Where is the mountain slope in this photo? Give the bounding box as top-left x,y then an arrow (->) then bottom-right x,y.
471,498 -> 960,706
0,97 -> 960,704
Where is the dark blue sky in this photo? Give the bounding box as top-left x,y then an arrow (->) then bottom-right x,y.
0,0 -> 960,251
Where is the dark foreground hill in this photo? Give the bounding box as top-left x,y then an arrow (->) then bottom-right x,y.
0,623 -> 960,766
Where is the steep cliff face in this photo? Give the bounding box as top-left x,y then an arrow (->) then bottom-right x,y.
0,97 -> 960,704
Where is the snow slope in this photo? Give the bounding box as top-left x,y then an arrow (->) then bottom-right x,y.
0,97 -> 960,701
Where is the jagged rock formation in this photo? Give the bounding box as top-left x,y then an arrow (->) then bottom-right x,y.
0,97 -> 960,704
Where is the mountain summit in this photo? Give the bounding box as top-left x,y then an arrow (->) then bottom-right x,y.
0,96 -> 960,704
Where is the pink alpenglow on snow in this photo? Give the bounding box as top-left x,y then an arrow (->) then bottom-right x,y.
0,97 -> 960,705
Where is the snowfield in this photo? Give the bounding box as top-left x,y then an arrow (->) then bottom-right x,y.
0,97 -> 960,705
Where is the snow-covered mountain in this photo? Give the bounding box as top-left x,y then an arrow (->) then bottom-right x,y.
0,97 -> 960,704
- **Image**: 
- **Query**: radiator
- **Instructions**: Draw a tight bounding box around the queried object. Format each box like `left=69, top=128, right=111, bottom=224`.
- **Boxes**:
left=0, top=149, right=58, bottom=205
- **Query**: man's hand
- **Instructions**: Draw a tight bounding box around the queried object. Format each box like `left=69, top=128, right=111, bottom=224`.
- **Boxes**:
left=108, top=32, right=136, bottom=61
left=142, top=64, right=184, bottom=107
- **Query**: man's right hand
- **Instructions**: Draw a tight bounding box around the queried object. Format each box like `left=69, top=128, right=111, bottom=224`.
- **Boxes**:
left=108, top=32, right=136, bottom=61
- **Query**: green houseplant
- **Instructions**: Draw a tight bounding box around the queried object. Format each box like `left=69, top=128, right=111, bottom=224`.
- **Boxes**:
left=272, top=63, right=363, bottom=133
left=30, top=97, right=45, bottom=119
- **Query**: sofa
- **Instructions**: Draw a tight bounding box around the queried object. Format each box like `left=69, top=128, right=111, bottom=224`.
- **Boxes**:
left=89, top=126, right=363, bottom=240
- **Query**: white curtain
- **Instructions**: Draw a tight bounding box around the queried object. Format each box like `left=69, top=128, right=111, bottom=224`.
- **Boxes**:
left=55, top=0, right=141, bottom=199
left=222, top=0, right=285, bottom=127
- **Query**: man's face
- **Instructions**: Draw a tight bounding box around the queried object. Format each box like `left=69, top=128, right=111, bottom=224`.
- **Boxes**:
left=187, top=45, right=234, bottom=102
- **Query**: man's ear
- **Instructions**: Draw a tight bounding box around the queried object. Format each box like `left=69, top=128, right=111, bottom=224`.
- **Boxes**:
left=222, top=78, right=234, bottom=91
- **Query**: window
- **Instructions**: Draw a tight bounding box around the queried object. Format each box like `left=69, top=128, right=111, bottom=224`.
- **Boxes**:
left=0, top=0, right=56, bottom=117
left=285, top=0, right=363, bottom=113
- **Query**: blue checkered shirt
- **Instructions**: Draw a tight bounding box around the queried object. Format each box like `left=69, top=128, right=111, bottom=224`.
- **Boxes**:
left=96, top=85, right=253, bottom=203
○ ○ ○ ○ ○ ○ ○
**Short task**.
Reproduce every line of the records above, character for character, with no changes.

**Task answer**.
Where is the mountain slope in this photo? Give the bounding box as top-left x,y then an arrow (->) then bottom-right x,y.
471,498 -> 960,706
0,97 -> 960,704
Where is the dark blue sky in this photo? Give the bounding box as top-left x,y then an arrow (->) then bottom-right x,y.
0,0 -> 960,251
Where is the dark foreground hill in this photo? Give the bounding box as top-left x,y then an arrow (->) then bottom-right x,y.
0,623 -> 960,766
Where is the steep cliff face in this photo? Give the bounding box as top-left x,y then an arrow (->) then bottom-right x,y.
0,97 -> 960,704
Where is the snow slope in this photo? Give the bounding box as top-left x,y then an arrow (->) then bottom-right x,y.
0,97 -> 960,701
Where is the jagged rock formation in this photo? Give the bounding box as top-left x,y then an arrow (->) then bottom-right x,y.
0,97 -> 960,704
Where is the mountain summit in this photo? Give the bounding box as top-left x,y then an arrow (->) then bottom-right x,y.
0,96 -> 960,704
Where is the pink alpenglow on snow in this photo? Give the bounding box as top-left x,y then an arrow (->) then bottom-right x,y.
0,97 -> 960,705
Where is the snowfield in this photo? Give the bounding box as top-left x,y then an arrow (->) then bottom-right x,y.
0,97 -> 960,705
Where is the snow-covered mountain in this photo? Give the bounding box as top-left x,y then an arrow (->) then bottom-right x,y.
0,97 -> 960,704
- **Image**: 
- **Query**: radiator
- **Instructions**: Draw a tight bounding box around the queried object. Format each box like `left=69, top=128, right=111, bottom=224`.
- **Boxes**:
left=0, top=149, right=58, bottom=205
- **Query**: man's hand
- **Instructions**: Draw a tight bounding box around the queried object. Format each box like `left=69, top=128, right=111, bottom=224`.
- **Boxes**:
left=108, top=32, right=136, bottom=61
left=142, top=64, right=184, bottom=107
- **Query**: man's right hand
- **Instructions**: Draw a tight bounding box around the queried object. Format each box like `left=69, top=128, right=111, bottom=224`.
- **Boxes**:
left=108, top=32, right=136, bottom=61
- **Query**: green houseplant
- **Instructions**: Draw a tight bounding box around the queried object. Format each box like `left=69, top=128, right=111, bottom=224`.
- **Boxes**:
left=272, top=63, right=363, bottom=133
left=30, top=97, right=45, bottom=119
- **Query**: sofa
- **Instructions**: Draw a tight bounding box around the queried object. Format each box like `left=69, top=128, right=111, bottom=224`.
- **Boxes**:
left=89, top=126, right=363, bottom=240
- **Query**: white curtain
- **Instructions**: Draw a tight bounding box around the queried object. Format each box like `left=69, top=128, right=111, bottom=224`.
- **Boxes**:
left=55, top=0, right=141, bottom=199
left=222, top=0, right=285, bottom=127
- **Query**: man's face
- **Instructions**: Draw a tight bounding box around the queried object. Format each box like `left=69, top=128, right=111, bottom=224`.
- **Boxes**:
left=187, top=45, right=234, bottom=102
- **Query**: man's ear
- **Instructions**: Draw a tight bounding box around the queried object. Format each box like `left=69, top=128, right=111, bottom=224`.
- **Boxes**:
left=222, top=78, right=234, bottom=91
- **Query**: window
- **Instructions**: Draw a tight bounding box around the queried object. Format each box like `left=69, top=128, right=111, bottom=224`.
- **Boxes**:
left=0, top=0, right=56, bottom=117
left=285, top=0, right=363, bottom=113
- **Query**: blue checkered shirt
- **Instructions**: Draw a tight bounding box around the queried object. Format each box like `left=69, top=128, right=111, bottom=224`.
- **Boxes**:
left=96, top=85, right=253, bottom=203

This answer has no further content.